(Referring expression data)
════════════════════

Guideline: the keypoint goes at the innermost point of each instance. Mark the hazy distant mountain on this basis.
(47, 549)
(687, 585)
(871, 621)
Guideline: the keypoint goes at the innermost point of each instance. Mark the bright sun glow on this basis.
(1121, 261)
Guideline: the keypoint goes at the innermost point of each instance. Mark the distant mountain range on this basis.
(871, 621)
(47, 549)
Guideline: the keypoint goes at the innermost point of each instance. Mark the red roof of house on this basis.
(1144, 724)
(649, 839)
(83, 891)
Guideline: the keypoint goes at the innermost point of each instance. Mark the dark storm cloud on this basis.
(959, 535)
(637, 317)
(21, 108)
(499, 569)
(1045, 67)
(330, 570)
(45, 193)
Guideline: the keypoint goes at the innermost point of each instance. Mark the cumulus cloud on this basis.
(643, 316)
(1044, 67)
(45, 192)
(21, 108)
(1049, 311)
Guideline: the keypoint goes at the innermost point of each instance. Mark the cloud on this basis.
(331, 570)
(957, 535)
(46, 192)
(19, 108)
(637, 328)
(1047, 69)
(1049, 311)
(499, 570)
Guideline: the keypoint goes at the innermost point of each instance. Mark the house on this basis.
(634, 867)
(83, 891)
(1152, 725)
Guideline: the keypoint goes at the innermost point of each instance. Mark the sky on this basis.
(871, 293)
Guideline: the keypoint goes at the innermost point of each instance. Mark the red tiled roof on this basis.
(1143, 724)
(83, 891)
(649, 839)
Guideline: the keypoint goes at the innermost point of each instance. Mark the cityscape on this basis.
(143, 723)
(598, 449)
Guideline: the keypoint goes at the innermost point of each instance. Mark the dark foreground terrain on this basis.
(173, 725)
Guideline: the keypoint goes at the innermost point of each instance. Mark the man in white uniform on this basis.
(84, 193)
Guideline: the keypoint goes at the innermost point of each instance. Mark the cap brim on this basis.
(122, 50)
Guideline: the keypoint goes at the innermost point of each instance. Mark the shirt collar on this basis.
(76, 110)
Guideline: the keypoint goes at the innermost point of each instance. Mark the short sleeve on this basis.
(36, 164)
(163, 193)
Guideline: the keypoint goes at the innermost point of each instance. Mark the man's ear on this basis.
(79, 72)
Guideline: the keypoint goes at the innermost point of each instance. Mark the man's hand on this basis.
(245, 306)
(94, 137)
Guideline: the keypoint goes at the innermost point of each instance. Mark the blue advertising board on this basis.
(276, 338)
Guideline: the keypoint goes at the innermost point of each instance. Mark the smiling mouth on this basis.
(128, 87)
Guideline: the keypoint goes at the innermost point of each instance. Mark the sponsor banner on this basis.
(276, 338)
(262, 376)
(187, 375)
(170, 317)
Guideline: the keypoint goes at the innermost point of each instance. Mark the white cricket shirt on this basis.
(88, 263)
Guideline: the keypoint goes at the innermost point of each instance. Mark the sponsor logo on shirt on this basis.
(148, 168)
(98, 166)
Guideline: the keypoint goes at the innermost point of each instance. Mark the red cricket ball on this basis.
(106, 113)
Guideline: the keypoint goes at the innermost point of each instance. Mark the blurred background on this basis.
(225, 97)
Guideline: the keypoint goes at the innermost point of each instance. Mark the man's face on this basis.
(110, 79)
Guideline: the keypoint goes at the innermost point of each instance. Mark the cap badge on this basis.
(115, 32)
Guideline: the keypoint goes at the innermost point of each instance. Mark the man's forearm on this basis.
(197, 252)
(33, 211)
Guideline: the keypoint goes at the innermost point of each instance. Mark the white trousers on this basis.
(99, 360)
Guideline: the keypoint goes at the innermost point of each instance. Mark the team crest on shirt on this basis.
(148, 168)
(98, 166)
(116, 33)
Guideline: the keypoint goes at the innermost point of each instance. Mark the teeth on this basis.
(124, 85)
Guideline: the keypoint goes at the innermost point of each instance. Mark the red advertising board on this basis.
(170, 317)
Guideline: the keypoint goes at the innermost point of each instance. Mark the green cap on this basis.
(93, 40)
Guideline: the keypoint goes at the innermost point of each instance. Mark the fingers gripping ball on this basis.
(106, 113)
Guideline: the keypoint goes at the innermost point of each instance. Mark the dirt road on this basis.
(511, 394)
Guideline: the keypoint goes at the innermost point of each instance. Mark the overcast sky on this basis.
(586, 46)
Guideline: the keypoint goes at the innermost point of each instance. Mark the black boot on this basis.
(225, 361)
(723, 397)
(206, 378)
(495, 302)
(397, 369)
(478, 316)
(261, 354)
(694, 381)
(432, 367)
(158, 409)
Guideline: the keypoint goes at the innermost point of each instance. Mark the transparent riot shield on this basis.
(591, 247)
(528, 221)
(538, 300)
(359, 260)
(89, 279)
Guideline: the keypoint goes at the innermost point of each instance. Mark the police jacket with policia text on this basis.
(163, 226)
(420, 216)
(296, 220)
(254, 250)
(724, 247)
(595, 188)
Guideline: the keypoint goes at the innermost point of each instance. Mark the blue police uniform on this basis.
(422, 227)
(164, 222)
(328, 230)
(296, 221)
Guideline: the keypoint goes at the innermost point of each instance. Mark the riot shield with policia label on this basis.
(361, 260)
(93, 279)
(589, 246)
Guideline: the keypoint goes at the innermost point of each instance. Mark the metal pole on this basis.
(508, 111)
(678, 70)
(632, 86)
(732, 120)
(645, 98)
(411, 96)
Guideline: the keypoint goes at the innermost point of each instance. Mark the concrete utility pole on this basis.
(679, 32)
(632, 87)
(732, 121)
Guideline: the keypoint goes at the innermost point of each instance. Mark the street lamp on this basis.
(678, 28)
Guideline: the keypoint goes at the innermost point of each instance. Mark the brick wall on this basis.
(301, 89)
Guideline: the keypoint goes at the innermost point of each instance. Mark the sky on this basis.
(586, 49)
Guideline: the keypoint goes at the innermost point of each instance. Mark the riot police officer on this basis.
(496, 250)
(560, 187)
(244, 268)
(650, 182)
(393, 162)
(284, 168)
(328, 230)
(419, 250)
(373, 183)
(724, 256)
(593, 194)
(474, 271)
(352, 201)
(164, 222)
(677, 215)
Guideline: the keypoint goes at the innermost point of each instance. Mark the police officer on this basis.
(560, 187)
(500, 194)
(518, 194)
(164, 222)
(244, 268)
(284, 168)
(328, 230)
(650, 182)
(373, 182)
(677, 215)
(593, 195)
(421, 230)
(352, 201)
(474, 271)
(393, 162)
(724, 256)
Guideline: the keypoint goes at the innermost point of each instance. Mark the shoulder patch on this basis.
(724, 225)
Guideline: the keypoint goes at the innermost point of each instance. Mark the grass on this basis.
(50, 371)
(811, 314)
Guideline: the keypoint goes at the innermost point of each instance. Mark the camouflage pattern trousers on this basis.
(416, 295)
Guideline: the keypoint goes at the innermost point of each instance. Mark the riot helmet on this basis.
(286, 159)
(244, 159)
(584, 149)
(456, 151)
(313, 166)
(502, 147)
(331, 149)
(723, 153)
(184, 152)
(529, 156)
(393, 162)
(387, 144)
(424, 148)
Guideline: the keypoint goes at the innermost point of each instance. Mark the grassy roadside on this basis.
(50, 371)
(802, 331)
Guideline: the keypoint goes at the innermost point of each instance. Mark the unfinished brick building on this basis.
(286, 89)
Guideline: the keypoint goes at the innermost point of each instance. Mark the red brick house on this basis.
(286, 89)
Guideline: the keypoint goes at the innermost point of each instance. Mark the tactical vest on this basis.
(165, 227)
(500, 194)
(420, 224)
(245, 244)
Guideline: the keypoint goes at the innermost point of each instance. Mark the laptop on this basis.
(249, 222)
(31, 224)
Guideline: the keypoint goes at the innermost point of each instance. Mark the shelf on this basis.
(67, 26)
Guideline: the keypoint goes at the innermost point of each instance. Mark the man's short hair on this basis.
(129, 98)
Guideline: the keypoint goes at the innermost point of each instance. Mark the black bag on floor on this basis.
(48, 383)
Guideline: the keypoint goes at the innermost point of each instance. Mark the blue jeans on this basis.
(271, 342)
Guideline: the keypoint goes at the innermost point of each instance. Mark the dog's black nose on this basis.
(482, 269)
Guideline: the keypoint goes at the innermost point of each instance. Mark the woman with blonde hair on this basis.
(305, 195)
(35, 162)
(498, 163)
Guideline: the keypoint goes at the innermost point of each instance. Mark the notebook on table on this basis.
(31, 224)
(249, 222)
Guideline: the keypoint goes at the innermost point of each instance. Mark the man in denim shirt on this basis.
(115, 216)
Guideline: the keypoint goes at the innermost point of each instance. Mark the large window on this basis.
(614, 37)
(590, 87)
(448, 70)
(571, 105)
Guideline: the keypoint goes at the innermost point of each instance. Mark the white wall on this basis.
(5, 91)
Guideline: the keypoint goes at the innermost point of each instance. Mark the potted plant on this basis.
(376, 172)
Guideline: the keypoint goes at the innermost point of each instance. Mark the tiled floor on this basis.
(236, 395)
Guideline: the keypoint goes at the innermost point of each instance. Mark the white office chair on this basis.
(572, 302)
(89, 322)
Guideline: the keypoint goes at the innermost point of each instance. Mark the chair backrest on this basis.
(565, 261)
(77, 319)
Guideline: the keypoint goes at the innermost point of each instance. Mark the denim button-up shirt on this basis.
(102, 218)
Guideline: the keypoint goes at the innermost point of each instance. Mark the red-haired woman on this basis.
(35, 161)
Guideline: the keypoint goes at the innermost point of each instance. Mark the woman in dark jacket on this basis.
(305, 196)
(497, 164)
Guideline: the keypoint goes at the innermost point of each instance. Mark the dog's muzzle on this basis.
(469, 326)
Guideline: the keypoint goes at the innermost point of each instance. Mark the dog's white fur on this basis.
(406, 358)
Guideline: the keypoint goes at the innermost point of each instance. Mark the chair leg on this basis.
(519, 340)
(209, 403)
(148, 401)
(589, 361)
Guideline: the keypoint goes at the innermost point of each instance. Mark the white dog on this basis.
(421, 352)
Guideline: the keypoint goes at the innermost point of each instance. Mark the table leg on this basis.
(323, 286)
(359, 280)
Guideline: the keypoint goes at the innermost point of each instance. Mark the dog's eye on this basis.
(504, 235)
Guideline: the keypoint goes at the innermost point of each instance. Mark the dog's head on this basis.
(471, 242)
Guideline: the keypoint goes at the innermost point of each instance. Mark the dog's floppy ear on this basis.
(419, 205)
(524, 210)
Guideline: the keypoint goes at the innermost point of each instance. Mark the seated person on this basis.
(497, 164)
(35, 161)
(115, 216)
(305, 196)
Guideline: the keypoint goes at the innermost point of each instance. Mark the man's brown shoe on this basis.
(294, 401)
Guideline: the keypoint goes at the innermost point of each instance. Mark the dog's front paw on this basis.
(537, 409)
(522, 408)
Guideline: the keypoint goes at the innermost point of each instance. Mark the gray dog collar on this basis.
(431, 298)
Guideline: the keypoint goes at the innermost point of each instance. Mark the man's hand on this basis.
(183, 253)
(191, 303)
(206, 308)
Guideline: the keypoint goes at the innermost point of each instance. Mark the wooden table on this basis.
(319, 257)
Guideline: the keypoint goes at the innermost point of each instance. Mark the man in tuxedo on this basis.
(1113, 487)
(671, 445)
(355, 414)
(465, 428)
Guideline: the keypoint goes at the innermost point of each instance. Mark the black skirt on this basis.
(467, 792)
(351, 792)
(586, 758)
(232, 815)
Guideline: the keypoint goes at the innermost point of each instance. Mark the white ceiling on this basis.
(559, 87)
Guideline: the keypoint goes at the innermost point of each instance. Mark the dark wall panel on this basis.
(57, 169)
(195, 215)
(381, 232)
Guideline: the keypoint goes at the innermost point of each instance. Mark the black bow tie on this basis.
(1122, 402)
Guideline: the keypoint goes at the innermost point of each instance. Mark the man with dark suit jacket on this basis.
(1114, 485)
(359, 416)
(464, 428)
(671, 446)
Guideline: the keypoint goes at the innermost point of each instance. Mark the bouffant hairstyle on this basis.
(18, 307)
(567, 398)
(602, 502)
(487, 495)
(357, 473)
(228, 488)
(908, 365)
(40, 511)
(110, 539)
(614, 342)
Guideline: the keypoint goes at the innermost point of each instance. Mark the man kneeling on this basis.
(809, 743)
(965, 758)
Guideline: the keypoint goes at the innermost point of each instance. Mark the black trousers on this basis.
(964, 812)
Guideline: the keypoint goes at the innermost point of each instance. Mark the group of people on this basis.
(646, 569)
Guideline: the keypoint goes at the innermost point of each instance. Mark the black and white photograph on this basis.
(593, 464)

════════════════════

## EXERCISE OBJECTIVE
Output only the lines running from the line with "people on this basis." through the final line of the data, inclusive.

## WRITTEN ANSWER
Guideline: the keypoint goes at the innermost point of each instance. Mark the group of people on this basis.
(646, 569)
Guideline: the keypoint goes at the innermost point of each instance. Mark the black and white photograph on this basis.
(593, 464)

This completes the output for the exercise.